■ Dataset records
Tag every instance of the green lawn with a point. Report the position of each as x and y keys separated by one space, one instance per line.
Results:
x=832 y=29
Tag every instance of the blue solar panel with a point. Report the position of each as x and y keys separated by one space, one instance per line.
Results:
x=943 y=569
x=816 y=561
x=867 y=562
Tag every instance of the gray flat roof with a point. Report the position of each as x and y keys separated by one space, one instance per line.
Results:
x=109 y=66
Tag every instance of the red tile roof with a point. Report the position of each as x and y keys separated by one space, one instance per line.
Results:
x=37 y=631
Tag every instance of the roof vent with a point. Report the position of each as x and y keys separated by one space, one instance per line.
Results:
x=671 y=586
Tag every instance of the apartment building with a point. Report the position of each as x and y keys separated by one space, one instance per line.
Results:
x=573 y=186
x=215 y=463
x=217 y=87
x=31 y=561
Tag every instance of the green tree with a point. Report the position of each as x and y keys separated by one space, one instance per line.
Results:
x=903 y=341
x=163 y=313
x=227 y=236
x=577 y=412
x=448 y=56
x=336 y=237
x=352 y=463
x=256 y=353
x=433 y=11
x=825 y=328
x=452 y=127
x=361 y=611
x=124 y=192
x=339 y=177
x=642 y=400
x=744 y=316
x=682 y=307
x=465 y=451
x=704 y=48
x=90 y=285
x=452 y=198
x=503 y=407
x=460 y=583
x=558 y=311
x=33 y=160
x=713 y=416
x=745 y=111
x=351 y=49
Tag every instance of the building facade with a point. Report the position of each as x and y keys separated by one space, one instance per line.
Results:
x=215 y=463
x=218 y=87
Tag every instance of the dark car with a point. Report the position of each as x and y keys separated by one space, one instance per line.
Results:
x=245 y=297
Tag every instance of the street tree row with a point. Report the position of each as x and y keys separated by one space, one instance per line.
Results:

■ Instruction
Switch "Tag" to "Mark" in the lines from the start of the items through the line holding "x=671 y=586", inclusive, and give back only those lines with nothing else changed.

■ Correct output
Mark every instance of the green lawn with a point. Report the position of each as x and y keys separated by one space, one instance per line.
Results:
x=832 y=29
Mark every instance of the blue solar panel with a point. Report the position of each as x and y keys separated by one space, one instance per line.
Results:
x=943 y=569
x=816 y=561
x=867 y=562
Mark every instance of the gray flat roof with a point. Report the position of each as x and y keys separated by one space, one instance per line.
Results:
x=109 y=66
Mark every instance of the red tile roof with a point. Report the position of each as x and y keys separated by one space, one instance per line.
Results:
x=37 y=631
Mark every instance of the roof vent with a point. Report the position of each as x and y keys separated by one space, one instance per line.
Results:
x=671 y=586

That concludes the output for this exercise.